• _DIRECTIVE A_: Find every line in the entries below that contains the string "green", and copy each of those lines.

• _PASSAGE_:
Let’s talk about legacy authentication on your network—specifically, scaling issues related to legacy authentication that cause you problems. Such problems can lead to outages once you reach a certain activity threshold. The concern boils down to the different performance characteristics of NTLM and Kerberos. The reason for preferring Kerberos authentication in Windows 2000 Active Directory (AD) and later isn’t just the inherent enhanced security; it’s also a better-performing authentication method. Each NTLM-based authentication is unique—even if it’s a repeated authentication to the same resource by the same identity. Kerberos, on the other hand, provides a reusable access-granting service ticket for the resource to that identity, and that reuse requires no interaction with an authenticating server or domain controller (DC). NTLM is a more expensive authentication protocol, as well as a less secure one.
It’s important to know when you’ve reached a point of authentication failure due to resource bottlenecks and an excessive volume of NTLM authentication. That’s what this article is about: understanding that this problem is evident in your environment, and knowing how to fix it.
A resource bottleneck can occur when a Windows computer needs to perform NTLM authentication for some user. (Figure 1 shows the NTLM authentication flow across domains.) For those familiar with the Windows architecture, you’ll recall that the Local Security Authority Subsystem (lsass.exe) process is responsible for handling authentication requests. This is true for all versions and roles of Windows. There are threads within Lsass.exe, and you might think of them as the workers that do the job of executing the code. For NTLM authentication, there’s a maximum number of thread workers that can be running at any time to handle the job. The out-of-the-box defaults for that are to allow a single thread if the computer is a domain member and two threads if it’s a DC. That NTLM thread is used on a domain computer to send a request to a DC, and a similar thread on the DC is used to craft the reply. So, in a typical transaction, there are at least two computers that can see this bottleneck. During that single authentication transaction of domain member to DC in that domain, the client thread is in a wait state until the DC replies.
If the user is requesting authentication from a trusted domain, you now have an additional DC contact to finish that authentication transaction. That wait state I mentioned before would now have the original client and that computer's DC tied up while waiting for the trusted DC’s reply.

• _RAW RECORDS_:
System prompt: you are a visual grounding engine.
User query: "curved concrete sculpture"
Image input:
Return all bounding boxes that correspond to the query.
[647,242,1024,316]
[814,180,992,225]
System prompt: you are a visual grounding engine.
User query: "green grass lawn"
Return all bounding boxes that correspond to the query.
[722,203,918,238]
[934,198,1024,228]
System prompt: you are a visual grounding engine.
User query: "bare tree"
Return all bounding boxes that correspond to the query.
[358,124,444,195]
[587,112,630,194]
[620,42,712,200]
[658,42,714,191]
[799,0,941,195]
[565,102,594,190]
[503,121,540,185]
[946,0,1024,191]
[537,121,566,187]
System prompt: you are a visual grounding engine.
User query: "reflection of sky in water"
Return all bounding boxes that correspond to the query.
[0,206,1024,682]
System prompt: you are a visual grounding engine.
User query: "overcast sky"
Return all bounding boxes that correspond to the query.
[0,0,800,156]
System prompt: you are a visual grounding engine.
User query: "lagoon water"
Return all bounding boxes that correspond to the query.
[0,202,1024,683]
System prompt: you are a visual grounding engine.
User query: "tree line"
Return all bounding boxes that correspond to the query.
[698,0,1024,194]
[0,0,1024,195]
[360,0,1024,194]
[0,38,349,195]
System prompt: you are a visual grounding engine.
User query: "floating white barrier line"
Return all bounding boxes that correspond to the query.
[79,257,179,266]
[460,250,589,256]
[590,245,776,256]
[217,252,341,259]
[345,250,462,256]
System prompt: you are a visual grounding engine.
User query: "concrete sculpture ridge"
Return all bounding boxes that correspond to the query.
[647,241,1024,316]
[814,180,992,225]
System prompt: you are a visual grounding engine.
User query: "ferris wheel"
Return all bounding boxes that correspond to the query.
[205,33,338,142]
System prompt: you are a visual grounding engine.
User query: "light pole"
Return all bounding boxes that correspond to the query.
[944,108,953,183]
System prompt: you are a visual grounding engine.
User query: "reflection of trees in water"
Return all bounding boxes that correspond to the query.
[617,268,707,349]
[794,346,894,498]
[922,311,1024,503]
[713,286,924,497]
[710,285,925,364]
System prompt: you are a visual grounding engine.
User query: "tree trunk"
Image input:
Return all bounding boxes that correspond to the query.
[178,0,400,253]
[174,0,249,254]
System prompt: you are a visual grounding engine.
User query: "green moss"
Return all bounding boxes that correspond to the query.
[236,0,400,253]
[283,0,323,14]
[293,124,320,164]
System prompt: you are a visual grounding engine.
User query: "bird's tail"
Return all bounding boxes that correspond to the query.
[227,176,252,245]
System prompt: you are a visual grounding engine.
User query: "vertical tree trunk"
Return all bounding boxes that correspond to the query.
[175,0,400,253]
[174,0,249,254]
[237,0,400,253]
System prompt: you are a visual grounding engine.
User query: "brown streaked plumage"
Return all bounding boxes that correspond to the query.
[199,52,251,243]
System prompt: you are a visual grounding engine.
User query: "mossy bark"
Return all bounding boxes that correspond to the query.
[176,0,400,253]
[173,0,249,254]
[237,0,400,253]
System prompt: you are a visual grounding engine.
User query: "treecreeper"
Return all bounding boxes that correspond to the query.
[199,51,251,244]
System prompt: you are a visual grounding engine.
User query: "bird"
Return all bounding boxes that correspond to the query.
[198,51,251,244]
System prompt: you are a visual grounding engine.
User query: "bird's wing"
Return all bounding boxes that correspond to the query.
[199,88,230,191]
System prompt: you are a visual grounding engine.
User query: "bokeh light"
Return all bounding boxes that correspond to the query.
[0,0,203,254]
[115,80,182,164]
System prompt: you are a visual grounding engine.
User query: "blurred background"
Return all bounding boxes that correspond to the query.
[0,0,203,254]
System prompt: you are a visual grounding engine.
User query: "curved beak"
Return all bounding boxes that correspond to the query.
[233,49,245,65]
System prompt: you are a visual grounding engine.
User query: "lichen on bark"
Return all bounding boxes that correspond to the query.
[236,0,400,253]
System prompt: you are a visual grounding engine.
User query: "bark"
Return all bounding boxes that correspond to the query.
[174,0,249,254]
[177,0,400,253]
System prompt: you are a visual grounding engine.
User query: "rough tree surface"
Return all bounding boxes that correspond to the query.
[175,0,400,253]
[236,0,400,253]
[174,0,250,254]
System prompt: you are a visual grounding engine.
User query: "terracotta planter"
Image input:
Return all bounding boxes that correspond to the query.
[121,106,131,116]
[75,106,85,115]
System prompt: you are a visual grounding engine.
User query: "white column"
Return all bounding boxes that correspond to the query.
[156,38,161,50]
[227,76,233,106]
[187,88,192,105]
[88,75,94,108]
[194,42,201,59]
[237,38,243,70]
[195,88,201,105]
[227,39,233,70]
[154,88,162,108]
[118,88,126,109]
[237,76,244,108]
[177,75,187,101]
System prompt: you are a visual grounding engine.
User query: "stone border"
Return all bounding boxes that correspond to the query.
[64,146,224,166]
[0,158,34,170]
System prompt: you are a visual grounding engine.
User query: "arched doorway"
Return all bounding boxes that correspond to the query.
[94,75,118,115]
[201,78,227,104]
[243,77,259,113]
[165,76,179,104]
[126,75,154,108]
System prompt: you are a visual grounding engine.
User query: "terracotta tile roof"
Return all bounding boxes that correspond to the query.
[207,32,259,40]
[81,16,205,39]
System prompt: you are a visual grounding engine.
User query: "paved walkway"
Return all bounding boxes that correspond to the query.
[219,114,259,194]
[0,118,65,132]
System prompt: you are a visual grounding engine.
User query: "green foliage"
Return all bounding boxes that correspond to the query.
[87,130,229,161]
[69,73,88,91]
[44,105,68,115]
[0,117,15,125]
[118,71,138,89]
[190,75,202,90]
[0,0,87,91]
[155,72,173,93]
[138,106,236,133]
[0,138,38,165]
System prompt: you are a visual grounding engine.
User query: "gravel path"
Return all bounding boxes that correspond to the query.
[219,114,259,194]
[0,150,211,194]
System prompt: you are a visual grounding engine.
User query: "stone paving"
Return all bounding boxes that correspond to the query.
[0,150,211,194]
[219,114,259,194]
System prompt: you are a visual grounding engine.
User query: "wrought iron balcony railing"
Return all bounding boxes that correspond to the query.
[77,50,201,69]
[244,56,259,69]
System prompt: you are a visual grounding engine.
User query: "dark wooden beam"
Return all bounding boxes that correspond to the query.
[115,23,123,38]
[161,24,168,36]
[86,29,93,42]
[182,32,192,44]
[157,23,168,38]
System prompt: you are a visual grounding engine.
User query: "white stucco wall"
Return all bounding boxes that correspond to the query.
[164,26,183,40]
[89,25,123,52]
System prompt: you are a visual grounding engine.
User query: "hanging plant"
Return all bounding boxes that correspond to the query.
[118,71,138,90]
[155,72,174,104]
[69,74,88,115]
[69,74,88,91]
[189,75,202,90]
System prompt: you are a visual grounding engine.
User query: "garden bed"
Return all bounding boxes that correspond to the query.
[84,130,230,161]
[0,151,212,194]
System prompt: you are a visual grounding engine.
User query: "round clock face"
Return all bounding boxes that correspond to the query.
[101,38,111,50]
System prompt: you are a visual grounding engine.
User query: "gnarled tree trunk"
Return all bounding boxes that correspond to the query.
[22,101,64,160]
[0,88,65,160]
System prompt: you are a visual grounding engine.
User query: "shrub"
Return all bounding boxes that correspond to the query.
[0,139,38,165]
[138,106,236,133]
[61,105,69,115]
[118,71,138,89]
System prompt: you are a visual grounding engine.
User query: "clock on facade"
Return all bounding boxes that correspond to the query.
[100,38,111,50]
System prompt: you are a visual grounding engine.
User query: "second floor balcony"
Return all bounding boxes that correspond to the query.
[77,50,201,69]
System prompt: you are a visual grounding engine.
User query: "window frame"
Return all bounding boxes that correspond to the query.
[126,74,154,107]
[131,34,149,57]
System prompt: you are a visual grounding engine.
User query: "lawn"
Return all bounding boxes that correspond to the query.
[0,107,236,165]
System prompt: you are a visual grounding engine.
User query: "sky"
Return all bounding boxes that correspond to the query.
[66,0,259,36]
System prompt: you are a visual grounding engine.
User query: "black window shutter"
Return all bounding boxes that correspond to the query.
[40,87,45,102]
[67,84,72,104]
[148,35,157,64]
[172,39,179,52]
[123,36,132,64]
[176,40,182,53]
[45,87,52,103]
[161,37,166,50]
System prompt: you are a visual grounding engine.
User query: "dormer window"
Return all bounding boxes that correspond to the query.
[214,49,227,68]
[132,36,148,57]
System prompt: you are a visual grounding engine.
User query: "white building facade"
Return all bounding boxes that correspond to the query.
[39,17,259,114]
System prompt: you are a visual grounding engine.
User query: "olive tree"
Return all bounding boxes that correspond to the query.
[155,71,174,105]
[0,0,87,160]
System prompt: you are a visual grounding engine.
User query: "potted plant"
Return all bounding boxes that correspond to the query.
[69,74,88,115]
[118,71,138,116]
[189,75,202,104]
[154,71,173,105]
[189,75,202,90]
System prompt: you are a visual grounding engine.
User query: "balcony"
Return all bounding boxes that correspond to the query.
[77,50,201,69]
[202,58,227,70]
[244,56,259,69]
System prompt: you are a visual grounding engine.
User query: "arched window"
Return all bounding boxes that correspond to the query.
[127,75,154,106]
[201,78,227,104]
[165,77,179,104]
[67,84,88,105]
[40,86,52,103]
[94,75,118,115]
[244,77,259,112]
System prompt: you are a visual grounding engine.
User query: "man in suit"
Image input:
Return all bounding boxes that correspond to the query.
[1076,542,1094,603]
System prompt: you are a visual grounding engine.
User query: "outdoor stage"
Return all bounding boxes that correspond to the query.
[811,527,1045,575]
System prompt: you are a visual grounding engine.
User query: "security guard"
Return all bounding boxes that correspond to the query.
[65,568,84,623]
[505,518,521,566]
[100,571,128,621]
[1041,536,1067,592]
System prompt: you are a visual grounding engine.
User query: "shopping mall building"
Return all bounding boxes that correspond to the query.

• _DIRECTIVE B_: According to the article on NTLM authentication above, how many NTLM threads does a domain controller allow by default?

• _FULL RESPONSE A_:
User query: "green grass lawn"
User query: "green moss"
User query: "green foliage"

• _FULL RESPONSE B_: Two threads.